**STATED PROBLEM**
From the material below, copy every line that contains the word "building".

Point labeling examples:

## Begin

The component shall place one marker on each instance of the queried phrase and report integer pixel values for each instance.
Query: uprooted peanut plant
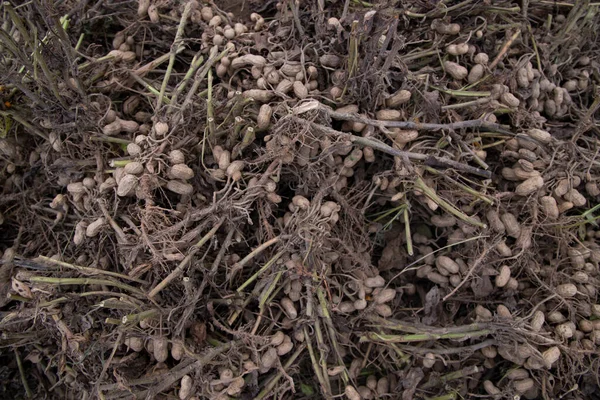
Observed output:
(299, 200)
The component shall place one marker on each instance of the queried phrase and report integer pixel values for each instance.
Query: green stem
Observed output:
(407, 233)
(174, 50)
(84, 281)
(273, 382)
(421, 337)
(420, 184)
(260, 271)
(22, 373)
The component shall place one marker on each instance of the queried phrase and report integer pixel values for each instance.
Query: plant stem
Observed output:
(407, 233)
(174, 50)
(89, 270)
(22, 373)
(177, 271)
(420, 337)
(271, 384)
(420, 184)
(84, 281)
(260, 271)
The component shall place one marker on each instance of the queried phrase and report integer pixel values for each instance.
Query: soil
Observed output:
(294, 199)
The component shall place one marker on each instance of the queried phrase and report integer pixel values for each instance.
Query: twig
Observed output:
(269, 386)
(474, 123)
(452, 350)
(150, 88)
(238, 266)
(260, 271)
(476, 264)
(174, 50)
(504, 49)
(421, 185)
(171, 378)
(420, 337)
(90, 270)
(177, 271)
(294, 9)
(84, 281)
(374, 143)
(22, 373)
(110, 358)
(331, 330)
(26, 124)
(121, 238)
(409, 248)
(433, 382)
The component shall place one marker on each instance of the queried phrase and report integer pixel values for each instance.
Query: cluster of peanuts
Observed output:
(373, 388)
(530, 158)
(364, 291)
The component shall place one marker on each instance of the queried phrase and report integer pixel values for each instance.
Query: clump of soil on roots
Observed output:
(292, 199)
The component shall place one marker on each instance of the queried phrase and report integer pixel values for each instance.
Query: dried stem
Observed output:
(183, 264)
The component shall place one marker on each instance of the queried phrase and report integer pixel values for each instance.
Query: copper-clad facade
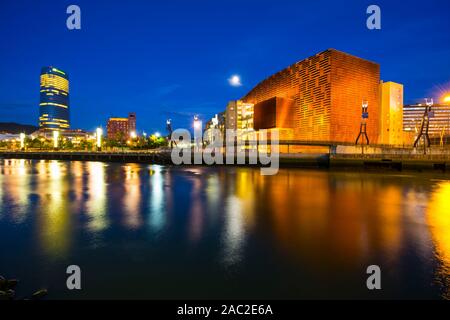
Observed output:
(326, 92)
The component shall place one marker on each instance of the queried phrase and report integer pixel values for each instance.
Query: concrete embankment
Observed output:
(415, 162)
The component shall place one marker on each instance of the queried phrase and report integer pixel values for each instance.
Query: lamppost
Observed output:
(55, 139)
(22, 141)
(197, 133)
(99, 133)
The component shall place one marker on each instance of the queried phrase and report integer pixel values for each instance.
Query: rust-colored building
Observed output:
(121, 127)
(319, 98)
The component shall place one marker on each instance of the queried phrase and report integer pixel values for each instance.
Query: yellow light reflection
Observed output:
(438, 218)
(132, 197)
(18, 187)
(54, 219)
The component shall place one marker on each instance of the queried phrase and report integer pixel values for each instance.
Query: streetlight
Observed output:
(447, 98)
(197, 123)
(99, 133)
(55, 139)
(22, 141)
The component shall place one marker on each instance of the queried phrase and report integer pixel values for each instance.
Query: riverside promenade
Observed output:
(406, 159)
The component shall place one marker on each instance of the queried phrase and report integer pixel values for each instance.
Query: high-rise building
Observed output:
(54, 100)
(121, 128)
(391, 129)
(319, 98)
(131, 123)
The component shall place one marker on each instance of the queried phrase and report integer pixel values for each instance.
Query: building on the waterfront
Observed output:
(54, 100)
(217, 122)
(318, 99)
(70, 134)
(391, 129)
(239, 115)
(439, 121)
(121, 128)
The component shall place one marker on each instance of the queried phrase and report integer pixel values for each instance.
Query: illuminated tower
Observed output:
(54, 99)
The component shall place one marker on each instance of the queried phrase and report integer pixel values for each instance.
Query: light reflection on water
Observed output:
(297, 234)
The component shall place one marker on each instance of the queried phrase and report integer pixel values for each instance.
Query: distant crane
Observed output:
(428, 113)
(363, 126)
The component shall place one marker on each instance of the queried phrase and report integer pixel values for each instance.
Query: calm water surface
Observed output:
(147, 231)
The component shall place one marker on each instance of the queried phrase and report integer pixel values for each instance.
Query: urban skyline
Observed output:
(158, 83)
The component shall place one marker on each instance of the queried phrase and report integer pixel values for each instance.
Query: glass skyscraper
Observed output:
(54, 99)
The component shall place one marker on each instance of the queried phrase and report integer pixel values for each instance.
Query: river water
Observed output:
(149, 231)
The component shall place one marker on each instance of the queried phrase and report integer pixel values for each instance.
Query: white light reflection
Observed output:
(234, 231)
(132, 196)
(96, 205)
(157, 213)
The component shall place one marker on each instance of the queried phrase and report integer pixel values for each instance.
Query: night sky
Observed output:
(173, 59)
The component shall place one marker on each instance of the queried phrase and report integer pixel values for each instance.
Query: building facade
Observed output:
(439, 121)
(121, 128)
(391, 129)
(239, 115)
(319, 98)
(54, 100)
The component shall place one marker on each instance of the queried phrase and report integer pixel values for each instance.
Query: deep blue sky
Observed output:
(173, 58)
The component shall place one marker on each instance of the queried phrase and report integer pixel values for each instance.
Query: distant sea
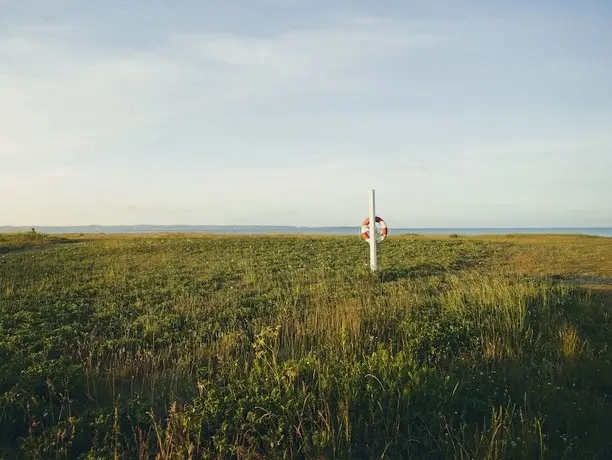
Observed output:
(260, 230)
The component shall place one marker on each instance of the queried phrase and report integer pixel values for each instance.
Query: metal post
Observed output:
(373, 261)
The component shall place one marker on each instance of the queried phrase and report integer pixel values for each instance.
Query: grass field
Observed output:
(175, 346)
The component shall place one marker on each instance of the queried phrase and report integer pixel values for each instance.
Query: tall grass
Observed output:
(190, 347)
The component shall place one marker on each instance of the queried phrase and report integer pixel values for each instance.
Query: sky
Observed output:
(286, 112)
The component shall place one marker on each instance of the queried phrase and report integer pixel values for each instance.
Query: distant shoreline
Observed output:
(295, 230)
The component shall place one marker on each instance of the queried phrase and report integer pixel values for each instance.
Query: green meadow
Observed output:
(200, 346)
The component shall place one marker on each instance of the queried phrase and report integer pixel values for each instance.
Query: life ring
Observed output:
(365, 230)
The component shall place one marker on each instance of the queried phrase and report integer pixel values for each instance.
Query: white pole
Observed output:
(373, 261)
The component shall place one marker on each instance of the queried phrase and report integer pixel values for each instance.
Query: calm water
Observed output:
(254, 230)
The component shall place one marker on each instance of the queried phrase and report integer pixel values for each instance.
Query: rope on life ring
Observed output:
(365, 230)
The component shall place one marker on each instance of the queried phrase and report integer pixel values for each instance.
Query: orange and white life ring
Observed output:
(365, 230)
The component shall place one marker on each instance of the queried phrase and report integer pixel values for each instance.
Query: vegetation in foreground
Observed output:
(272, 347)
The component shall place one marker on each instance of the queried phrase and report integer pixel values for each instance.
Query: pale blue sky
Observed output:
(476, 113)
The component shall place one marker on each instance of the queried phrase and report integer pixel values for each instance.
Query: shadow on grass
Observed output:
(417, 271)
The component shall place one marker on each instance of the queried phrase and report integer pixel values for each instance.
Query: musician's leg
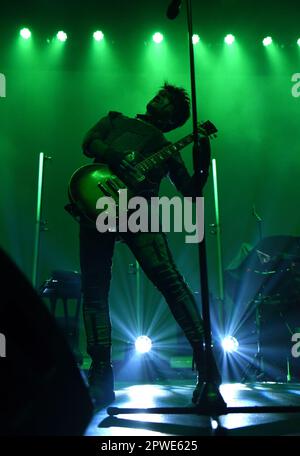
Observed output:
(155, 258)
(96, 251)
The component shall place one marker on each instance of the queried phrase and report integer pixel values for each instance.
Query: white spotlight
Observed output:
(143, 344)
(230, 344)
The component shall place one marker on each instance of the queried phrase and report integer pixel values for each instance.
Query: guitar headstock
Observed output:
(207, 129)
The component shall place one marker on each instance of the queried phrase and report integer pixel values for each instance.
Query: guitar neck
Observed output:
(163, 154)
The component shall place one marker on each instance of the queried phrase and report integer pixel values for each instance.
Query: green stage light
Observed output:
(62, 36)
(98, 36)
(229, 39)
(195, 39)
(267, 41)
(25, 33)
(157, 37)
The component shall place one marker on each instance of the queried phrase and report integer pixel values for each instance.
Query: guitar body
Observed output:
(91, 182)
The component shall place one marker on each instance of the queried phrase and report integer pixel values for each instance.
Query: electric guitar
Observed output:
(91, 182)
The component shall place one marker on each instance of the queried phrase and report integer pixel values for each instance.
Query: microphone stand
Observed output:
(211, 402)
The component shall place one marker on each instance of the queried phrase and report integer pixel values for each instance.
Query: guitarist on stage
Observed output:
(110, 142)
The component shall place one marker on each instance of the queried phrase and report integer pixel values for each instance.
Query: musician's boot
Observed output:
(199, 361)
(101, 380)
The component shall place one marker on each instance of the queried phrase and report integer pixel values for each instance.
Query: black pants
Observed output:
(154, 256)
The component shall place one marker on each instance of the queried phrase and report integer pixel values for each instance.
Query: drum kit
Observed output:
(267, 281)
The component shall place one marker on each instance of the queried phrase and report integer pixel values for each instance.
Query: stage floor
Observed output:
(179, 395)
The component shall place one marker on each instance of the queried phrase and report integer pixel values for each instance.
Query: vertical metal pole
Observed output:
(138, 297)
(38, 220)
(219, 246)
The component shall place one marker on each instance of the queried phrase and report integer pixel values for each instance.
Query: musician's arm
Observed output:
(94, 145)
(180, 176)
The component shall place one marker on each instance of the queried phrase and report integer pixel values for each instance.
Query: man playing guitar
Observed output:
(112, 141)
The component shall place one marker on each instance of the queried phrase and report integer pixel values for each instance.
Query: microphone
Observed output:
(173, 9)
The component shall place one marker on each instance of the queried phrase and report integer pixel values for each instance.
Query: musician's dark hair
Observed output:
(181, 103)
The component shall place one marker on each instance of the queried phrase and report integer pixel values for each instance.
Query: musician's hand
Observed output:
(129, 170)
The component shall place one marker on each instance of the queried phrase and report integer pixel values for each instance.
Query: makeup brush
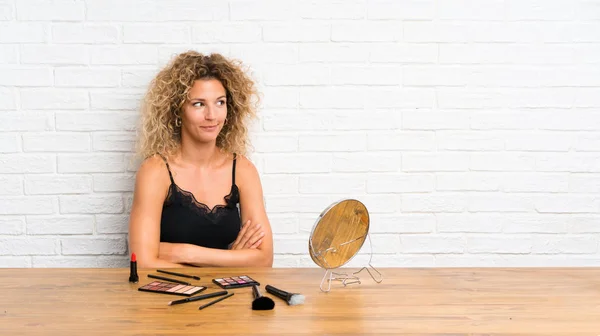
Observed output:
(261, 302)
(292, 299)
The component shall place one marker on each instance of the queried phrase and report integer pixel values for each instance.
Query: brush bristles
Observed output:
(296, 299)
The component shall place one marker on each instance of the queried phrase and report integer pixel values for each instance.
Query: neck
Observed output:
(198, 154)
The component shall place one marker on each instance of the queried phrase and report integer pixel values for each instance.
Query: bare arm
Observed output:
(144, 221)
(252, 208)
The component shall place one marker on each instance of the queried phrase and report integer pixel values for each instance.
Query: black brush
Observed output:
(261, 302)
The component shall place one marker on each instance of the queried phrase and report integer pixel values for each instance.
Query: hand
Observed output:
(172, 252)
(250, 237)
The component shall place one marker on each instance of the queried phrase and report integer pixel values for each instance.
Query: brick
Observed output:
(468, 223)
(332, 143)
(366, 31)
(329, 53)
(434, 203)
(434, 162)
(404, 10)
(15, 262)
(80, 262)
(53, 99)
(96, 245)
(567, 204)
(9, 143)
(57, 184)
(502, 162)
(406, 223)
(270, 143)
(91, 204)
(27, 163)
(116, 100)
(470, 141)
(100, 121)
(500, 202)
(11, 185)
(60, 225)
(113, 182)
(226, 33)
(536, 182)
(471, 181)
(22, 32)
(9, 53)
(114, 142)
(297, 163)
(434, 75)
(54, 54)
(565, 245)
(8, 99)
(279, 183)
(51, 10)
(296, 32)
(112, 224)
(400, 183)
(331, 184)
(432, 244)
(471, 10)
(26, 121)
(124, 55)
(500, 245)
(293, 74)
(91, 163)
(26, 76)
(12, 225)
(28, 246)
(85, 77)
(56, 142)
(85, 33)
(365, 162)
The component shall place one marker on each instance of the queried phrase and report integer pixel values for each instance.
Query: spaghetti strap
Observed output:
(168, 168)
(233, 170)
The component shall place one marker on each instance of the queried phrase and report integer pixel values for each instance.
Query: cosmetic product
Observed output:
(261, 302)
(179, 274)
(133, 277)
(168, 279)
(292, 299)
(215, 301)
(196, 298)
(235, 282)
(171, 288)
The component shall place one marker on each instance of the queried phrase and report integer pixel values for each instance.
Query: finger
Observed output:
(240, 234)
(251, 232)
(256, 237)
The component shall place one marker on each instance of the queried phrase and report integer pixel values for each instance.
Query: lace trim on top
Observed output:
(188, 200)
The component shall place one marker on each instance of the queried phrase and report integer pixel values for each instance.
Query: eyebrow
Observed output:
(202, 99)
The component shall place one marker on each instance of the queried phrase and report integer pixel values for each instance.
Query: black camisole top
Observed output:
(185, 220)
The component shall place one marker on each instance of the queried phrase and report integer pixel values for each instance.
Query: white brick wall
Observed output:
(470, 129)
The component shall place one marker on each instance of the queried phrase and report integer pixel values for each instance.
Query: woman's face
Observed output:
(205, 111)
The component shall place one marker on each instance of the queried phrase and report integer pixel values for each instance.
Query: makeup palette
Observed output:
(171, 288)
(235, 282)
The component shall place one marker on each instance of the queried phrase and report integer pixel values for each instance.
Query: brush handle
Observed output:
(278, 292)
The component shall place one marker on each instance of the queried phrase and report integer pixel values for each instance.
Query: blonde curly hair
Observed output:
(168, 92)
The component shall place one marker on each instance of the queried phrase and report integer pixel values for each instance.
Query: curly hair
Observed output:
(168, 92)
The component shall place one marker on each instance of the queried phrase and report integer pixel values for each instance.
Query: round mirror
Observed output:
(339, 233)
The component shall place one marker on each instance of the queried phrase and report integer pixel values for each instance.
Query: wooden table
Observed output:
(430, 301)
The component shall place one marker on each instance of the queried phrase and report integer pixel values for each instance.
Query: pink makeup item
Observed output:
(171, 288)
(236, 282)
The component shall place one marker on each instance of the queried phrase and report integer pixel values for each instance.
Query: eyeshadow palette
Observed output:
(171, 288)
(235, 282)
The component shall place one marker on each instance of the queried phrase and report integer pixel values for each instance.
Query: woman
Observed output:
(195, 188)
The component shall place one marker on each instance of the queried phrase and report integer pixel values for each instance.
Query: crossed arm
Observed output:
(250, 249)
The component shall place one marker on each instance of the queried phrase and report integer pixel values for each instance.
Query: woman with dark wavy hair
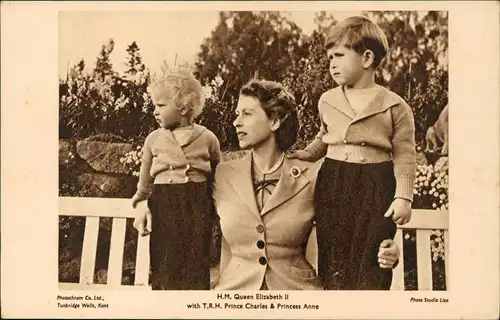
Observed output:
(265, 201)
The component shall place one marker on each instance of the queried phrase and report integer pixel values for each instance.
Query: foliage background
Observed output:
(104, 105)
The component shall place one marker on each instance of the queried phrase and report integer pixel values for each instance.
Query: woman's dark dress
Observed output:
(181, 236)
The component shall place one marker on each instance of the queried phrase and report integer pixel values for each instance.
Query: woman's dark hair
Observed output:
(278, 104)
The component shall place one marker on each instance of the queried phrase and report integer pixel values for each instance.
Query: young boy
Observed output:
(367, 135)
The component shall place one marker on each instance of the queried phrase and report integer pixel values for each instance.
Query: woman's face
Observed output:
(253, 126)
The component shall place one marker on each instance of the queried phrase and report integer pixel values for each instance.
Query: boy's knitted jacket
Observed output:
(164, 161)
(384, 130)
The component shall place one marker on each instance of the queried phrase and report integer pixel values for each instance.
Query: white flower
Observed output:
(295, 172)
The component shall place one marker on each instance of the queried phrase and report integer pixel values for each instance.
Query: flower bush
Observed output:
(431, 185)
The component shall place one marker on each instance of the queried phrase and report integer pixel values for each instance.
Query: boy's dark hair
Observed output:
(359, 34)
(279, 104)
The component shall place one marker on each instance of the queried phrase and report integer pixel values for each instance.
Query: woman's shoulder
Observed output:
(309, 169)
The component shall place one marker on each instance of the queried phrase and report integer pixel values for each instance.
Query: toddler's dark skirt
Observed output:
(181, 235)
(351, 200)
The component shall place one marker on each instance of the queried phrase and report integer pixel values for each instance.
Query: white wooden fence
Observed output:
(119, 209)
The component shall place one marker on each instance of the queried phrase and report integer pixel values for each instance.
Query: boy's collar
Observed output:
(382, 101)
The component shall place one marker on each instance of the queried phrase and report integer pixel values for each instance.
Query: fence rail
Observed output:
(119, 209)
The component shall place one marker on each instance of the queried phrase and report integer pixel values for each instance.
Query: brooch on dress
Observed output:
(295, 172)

## End

**OUTPUT OF THE TASK**
Query: rust-colored building
Query: high-rise building
Query: building on the waterfront
Query: building facade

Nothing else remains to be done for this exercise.